WHAT YOU NEED TO DO → Lines from the one containing "Can you see the brown" through the last line of the data below are to be returned exactly; leave out the rest.

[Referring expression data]

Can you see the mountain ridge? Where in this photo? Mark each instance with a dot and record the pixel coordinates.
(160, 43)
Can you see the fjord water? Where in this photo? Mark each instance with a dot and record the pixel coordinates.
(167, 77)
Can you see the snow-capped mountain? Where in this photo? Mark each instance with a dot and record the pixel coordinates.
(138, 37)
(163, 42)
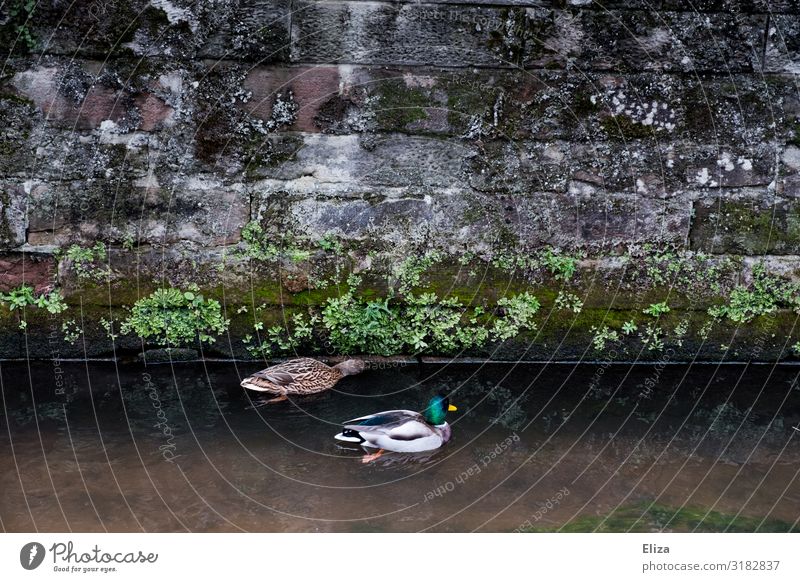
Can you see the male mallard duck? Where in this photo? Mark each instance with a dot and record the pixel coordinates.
(401, 431)
(300, 376)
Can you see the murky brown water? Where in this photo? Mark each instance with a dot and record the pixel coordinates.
(173, 448)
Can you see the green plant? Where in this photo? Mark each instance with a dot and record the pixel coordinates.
(408, 273)
(85, 261)
(569, 301)
(657, 309)
(652, 337)
(71, 331)
(562, 267)
(24, 296)
(518, 314)
(629, 327)
(602, 336)
(765, 295)
(172, 317)
(419, 323)
(279, 338)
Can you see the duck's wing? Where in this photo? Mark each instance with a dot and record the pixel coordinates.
(300, 371)
(399, 424)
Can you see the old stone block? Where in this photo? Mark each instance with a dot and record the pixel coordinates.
(783, 45)
(310, 87)
(13, 204)
(74, 100)
(750, 221)
(358, 164)
(383, 33)
(643, 40)
(254, 30)
(586, 215)
(199, 209)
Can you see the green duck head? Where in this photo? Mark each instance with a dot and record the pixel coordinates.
(437, 409)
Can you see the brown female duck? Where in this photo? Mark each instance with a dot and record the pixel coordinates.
(300, 376)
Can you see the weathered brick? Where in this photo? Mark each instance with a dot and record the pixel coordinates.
(383, 33)
(34, 269)
(783, 45)
(199, 209)
(748, 221)
(13, 205)
(642, 40)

SOLUTION TO THE PROBLEM →
Can you see the brown female duck? Where in this photo? Mark each instance with a dot and record the pixel coordinates.
(300, 376)
Can you see the weathered brick? Where in this photo? Mark each instance with a dot and record the pixel coordinates.
(383, 33)
(34, 269)
(783, 45)
(199, 209)
(748, 221)
(13, 205)
(642, 40)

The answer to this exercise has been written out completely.